Entries supplied:
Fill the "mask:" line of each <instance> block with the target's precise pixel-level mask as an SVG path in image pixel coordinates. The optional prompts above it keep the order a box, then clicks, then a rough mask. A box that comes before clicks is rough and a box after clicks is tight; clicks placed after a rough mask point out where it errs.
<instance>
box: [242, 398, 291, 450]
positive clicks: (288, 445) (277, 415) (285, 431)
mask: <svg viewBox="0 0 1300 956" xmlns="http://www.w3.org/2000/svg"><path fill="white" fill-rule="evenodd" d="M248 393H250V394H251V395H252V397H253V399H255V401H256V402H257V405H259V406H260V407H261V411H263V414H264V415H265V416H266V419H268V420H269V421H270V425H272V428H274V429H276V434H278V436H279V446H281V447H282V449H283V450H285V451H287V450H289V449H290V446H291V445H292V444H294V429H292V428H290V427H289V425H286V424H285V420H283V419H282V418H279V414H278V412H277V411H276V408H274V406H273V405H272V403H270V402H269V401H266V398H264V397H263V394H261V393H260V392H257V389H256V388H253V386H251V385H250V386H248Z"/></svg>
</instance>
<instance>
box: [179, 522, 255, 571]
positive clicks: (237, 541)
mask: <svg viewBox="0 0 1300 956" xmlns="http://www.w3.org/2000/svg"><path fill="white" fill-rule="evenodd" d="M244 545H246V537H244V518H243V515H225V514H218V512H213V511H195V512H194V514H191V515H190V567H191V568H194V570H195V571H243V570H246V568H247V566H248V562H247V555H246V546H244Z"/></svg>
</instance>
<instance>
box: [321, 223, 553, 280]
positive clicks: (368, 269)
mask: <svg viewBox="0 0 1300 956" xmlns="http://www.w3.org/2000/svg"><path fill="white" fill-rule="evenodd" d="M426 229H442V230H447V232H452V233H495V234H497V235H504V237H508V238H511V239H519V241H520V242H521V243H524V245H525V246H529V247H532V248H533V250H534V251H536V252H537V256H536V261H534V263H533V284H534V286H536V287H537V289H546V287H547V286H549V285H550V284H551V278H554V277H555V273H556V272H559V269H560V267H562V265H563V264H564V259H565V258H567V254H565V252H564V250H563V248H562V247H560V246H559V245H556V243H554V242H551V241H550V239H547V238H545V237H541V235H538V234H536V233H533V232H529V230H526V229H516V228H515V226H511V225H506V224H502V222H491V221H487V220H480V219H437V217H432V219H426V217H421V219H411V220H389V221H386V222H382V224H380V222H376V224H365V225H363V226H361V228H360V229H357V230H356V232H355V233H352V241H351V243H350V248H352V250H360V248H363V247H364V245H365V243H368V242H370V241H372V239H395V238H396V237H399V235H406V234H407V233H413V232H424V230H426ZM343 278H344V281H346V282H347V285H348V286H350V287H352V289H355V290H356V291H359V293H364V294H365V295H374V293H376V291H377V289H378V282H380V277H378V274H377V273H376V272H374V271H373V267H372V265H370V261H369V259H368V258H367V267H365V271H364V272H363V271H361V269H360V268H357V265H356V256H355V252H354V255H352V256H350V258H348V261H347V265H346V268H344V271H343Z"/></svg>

Your objective: Transcribe the lines above between the line holding "box: [242, 398, 291, 450]" and the line holding "box: [321, 223, 553, 280]", inclusive, exactly as they stand and with nothing added.

Response to this exercise:
box: [242, 398, 291, 450]
positive clicks: (288, 445) (277, 415) (285, 431)
mask: <svg viewBox="0 0 1300 956" xmlns="http://www.w3.org/2000/svg"><path fill="white" fill-rule="evenodd" d="M248 393H250V394H251V395H252V397H253V399H255V401H256V402H257V405H259V406H260V407H261V411H263V414H264V415H265V416H266V419H268V420H269V421H270V425H272V428H274V429H276V434H278V436H279V446H281V447H282V449H283V450H285V451H287V450H289V449H290V446H291V445H292V444H294V429H292V428H290V427H289V425H286V424H285V420H283V419H282V418H279V414H278V412H277V411H276V408H274V406H273V405H272V403H270V402H269V401H266V398H264V397H263V394H261V393H260V392H257V389H256V388H253V386H251V385H250V386H248Z"/></svg>
</instance>
<instance>
box: [179, 522, 255, 571]
positive clicks: (237, 541)
mask: <svg viewBox="0 0 1300 956" xmlns="http://www.w3.org/2000/svg"><path fill="white" fill-rule="evenodd" d="M244 545H246V537H244V518H243V515H225V514H218V512H213V511H195V512H194V514H191V515H190V567H191V568H194V570H195V571H243V570H246V568H247V566H248V562H247V555H246V546H244Z"/></svg>
</instance>
<instance>
box: [321, 223, 553, 280]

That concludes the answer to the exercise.